═══ ВЫБРАННЫЙ ОТРЫВОК

Режиссер Тимофей Кулябин, художник Олег Головко, художник по свету Денис Солнцев.
«Три сестры» Тимофея Кулябина производят оглушительное впечатление. Если режет слух слишком явный каламбур, можно по-другому – сокрушительное. Спектакль потрясает, сбивает с ног, сминает, расплющивает, через четыре часа выходишь из зала потрясенный, с гудящей головой. Еще до того, как начинаешь разбираться и приводить в порядок мысли и чувства, уже понимаешь главное – масштаб события. Этот масштаб осознается сразу же, практически интуитивно – настолько событие выламывается из сегодняшнего театрального и – шире – культурного ландшафта. Выламывается не то что величием замысла – меньше всего в этом спектакле потуг на величие, в нем нет ни претензий на значительность, нет пафоса. Выламывается серьезностью режиссерского подхода, безусловной подлинностью и убедительностью результата.

══════
═══ СОХРАНЕННЫЕ ДАННЫЕ

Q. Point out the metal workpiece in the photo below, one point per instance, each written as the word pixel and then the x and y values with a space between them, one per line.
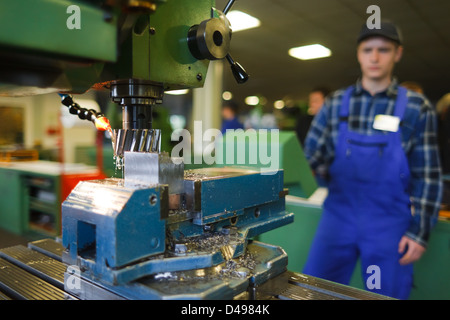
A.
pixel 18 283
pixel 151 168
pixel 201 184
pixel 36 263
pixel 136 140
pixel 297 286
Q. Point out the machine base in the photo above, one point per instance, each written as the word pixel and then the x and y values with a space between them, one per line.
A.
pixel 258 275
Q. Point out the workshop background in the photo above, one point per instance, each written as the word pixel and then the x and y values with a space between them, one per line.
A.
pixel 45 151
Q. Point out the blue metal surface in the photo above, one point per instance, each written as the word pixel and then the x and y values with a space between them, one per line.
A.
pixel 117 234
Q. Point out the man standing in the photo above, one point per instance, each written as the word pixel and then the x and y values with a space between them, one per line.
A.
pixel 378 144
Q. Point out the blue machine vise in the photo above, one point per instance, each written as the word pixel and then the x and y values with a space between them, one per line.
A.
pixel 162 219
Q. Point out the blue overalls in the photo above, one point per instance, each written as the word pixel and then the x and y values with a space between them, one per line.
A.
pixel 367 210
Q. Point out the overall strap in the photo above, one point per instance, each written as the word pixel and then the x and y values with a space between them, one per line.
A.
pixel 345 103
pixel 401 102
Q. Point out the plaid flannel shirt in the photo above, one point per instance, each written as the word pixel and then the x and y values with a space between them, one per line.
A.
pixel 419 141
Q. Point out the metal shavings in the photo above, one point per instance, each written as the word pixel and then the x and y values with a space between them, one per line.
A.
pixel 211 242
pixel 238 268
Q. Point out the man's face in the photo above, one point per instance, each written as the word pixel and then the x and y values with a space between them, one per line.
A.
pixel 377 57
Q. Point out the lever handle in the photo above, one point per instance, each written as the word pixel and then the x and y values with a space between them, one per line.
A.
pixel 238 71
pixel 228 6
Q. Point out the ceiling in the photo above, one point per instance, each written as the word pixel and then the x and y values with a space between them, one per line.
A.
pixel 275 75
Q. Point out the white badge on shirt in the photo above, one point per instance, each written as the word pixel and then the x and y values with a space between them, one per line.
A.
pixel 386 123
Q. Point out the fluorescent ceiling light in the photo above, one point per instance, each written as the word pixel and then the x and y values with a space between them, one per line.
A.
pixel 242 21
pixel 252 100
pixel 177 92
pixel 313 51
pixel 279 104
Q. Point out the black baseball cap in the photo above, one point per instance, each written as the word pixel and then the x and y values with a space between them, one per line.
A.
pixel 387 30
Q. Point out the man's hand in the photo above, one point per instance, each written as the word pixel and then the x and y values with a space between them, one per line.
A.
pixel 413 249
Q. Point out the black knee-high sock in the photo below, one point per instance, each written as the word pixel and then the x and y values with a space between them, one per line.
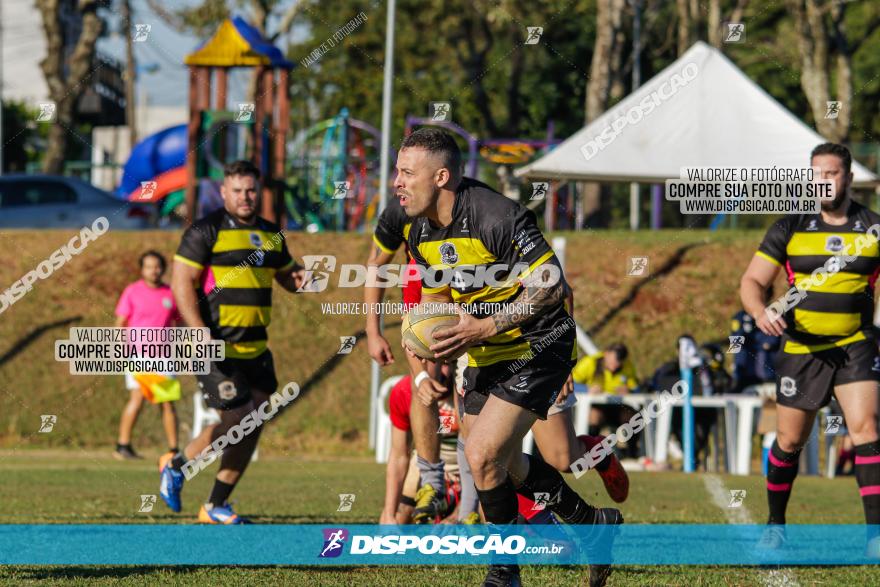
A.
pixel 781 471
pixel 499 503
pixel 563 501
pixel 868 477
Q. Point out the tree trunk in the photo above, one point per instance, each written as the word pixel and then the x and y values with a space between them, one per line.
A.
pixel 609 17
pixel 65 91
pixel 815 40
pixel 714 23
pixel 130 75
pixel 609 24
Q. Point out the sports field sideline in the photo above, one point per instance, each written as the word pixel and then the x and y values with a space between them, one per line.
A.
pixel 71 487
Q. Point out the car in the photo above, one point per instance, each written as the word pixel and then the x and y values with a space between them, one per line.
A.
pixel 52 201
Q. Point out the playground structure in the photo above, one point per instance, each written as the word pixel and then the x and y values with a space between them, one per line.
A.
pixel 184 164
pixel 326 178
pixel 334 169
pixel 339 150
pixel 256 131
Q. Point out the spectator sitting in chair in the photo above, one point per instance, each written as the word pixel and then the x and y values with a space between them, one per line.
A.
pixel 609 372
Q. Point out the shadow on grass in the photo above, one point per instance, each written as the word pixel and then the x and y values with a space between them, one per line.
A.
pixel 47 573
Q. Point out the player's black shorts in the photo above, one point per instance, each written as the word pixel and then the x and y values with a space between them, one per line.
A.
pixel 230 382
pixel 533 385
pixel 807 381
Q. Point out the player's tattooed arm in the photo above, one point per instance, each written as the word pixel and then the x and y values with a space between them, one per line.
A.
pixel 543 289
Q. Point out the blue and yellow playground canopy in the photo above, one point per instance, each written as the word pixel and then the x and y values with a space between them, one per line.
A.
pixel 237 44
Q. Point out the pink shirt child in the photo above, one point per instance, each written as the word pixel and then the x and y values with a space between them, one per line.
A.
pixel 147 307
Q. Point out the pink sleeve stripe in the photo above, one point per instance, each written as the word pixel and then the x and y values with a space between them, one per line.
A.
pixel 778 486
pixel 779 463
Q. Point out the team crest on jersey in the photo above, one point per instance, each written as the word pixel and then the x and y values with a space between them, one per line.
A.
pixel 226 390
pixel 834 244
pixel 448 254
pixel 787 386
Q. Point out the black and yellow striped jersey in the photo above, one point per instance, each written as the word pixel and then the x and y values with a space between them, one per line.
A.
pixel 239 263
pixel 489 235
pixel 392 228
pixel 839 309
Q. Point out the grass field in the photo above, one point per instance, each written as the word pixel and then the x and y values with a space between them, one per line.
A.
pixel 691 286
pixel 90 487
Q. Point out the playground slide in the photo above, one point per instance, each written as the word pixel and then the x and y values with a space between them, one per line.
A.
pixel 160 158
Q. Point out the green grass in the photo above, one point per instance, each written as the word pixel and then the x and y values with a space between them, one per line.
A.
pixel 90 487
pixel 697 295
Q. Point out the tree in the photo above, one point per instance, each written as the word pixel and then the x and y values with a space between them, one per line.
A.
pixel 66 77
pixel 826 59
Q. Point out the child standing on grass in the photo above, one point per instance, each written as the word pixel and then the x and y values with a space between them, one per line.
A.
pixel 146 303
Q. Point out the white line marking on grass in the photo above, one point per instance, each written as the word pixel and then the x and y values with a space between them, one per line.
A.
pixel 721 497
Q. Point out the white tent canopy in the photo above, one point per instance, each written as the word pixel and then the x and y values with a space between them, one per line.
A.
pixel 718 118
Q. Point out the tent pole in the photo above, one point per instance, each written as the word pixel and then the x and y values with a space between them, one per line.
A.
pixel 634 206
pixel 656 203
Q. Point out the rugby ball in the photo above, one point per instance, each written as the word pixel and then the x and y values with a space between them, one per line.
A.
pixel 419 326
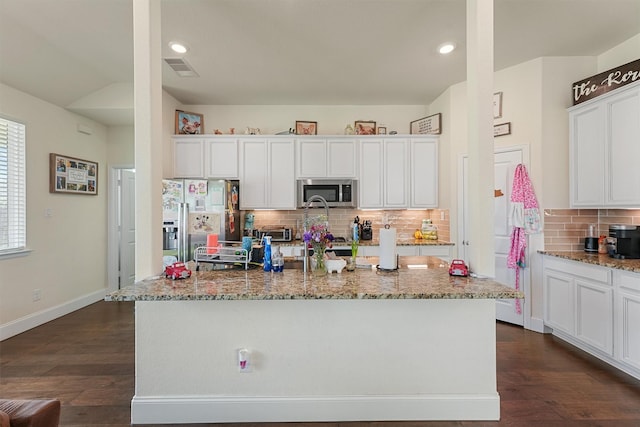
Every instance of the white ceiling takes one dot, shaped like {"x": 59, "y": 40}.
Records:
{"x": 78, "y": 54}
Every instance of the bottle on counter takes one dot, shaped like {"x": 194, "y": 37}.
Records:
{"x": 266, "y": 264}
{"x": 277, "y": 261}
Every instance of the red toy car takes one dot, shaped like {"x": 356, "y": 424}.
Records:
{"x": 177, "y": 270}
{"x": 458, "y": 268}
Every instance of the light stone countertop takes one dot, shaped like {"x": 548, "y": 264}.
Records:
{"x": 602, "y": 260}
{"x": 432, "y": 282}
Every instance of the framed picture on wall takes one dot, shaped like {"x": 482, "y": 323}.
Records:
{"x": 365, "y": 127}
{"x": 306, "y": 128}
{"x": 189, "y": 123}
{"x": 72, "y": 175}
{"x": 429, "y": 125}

══════

■ **ЗАДАНИЯ ДЛЯ ВЫПОЛНЕНИЯ**
1 - Перечислите всех людей, которых рецензия о спектакле «Три сестры» называет по именам, и укажите роль каждого в постановке.
2 - Выведите фрагмент рецензии о спектакле «Три сестры», начиная со слов «Режиссер Тимофей Кулябин, художник» и заканчивая словами «и убедительностью результата.».
Отвечайте только по рецензии.

■ **ОТВЕТЫ К ЗАДАНИЯМ**
1 - Режиссер Тимофей Кулябин; художник Олег Головко; художник по свету Денис Солнцев.

2 -
Режиссер Тимофей Кулябин, художник Олег Головко, художник по свету Денис Солнцев.
«Три сестры» Тимофея Кулябина производят оглушительное впечатление. Если режет слух слишком явный каламбур, можно по-другому – сокрушительное. Спектакль потрясает, сбивает с ног, сминает, расплющивает, через четыре часа выходишь из зала потрясенный, с гудящей головой. Еще до того, как начинаешь разбираться и приводить в порядок мысли и чувства, уже понимаешь главное – масштаб события. Этот масштаб осознается сразу же, практически интуитивно – настолько событие выламывается из сегодняшнего театрального и – шире – культурного ландшафта. Выламывается не то что величием замысла – меньше всего в этом спектакле потуг на величие, в нем нет ни претензий на значительность, нет пафоса. Выламывается серьезностью режиссерского подхода, безусловной подлинностью и убедительностью результата.